= Quoted passage =
■ ■ ■ ■

Thursday, February 22, 2018

Our Story Begins Ten Years Ago...

            For those who came in late...
            So we’re in the middle of a big discussion/lecture/infodump about story structure.  To be more exact, the different types of story structure, because there are several of them and they all serve a different purpose.  If you missed me blabbing about linear structure last week, you might want to jump back and read that first.  Or maybe re-read it as sort of a refresher before we dive into this week’s little rant.
            Speaking of which...
            Now I want to talk about narrative structure.  Remember how I said linear structure is how the characters experience the story?  The narrative structure is how the author decides to tell the story.  It’s the manner and style and order I choose for how things will unfold.  A flashback is part of the narrative structure, as are flashforwards, prologues, epilogues, and “our story begins ten years ago...”  If you studied (or over-studied) this sort of stuff in college, your professor may have tossed out the term syuzhet. 
            One more note before I dive in.  Within my story there might be a device or point of view, like a first person narrator, which gives the appearance of “telling” the story.  For the purposes of this little rant, though, if I talk about the narration I’m talking about me, the writer, and the choices I make. Because I’m God when it comes to this story, and the narrator doesn’t do or say anything I don’t want them to.
            That being said...  here we go.
            In a good number of stories, the linear structure and narrative structure are identical.  Things start with Wakko on Monday, follows him to Tuesday, and conclude on Wednesday. Simple, straightforward, and very common.  My book, The Fold, fits in this category.  It’s loaded with twists and reveals, but the linear structure parallels the narrative.  Same with Autumn Christian’s We Are Wormwood, Dan Abnett’s The Warmaster, or Maggie Shen King’s An Excess Male.  These books may shift point of view or format, but they still follow a pretty straightforward linear narrative.
            We don’t need to talk about this type of narrative too much because... well, we already did.  When my narrative matches my linear structure, any possible narrative issues will also be linear ones.  And we discussed those last week.
            There are just as many stories, though, where the narrative doesn’t follow the timeline of the story.  Sometimes the writer does this with flashbacks, where a story is mostly linear with a few small divergences. In other instances, the story might split between multiple timeframes. Or the story may be broken up into numerous sections and the reader needs to follow clues as to how they all line up.  These are often called non-linear stories, or you may have heard it as non-linear storytelling (it was the hip new thing for a while there).  My own Ex-Heroes series employs numerous flashbacks, all in their own linear order.  So does F. Paul Wilson’s latest, The God Gene.  In his “Vicious Circuit” novels, Robert Brockway splits almost every other chapter between present day and the events of forty-odd years ago.
            Narrative structure involves more than just switching around my story elements, though.  It’s not just something I can do off the cuff in an attempt to look trendy.  If I’ve chosen to jump around a bit (or a lot) in my narrative, there’s a few things I have to keep in mind.

■ ■ ■ ■

= Data extract =
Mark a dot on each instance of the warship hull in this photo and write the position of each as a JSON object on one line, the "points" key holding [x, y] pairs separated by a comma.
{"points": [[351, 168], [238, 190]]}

■ ■ ■ ■

= Short task 1 =
Which devices does the story-structure post name as part of the narrative structure?
= Short task 2 =
Write the next part of the story-structure post, picking up after its final sentence.

= Task result 1 =
Flashbacks, flashforwards, prologues, epilogues, and "our story begins ten years ago..."

= Task result 2 =
            Be warned, we’re moving into an area that requires a little more skill and practice.
            First off, putting things in a new narrative order can’t change the linear logic of my story.  As I mentioned above, the week goes Monday through Friday, and this is true even if the first thing I tell you about is what happened on Thursday.  Monday was still three days earlier, and the characters and events in my story have to acknowledge that.  I can’t start my book with everyone on Thursday baffled who stole the painting, then roll the story back to Monday where everyone was a witnesses and saw the thief’s face.  If they knew then, they have to know now.  If I have Yakko act surprised to find a dog in his house on Friday and then have the narrative jump to him adopting the dog from a shelter on Tuesday, I’m going to look like an idiot while my linear structure collapses. 
            These are kinda stupid, overly-simple examples, yeah, but you’d be surprised how often I’ve seen this problem crop up.  Writers want to switch stuff around in clever ways, but ignore the fact that the logic of their story collapses when the narrative elements are put in linear order.  This is an easy problem to avoid, it just requires a little time and work.
            The second thing to keep in mind when experimenting with narrative structure is... why?  Why am I breaking up my story instead of telling it in order?  Sure, all that non-linear stuff is edgy and bold, but... what’s the point of it in my story?  Why am I starting ten years ago instead of today?  Why do I have that flashback at that point?  How is the narrative improved by shaping it this way?
            Now, these may sound like silly questions, and I’m sure many artsy folks would sweep them aside with a dry laugh.  But they really deserve some serious thought. I talked a little while ago about how when my reader knows things can greatly affect the type of story I want to tell.  By rearranging the linear order, I’m changing when people learn things.
            And if this new narrative form doesn’t change when people learn things... again, what’s the point?
            The  third and final issue with having different narrative and linear structures is that people need to be able to follow my plot.  I mentioned last time that we all try to put things in linear order because it’s natural for us. It’s pretty much an automatic function of our brains.  This flashback took place before that one.  That’s a flash forward.  This flashback’s showing us something we saw earlier, but from a different point of view.
            The catch here is that I chop my narrative up too much, people are going to spend less time reading my story and more time... well, deciphering it.  My readers will hit the seventh flashback and they’ll try to figure out how it relates to the last six.  And as they have to put more and more effort into reorganizing the story (instead of getting immersed in said story), it’s going to break the flow.  If I keep piling on flashbacks and flash-forwards, and parallel stories... that flow’s going to stay broken.  Shattered even.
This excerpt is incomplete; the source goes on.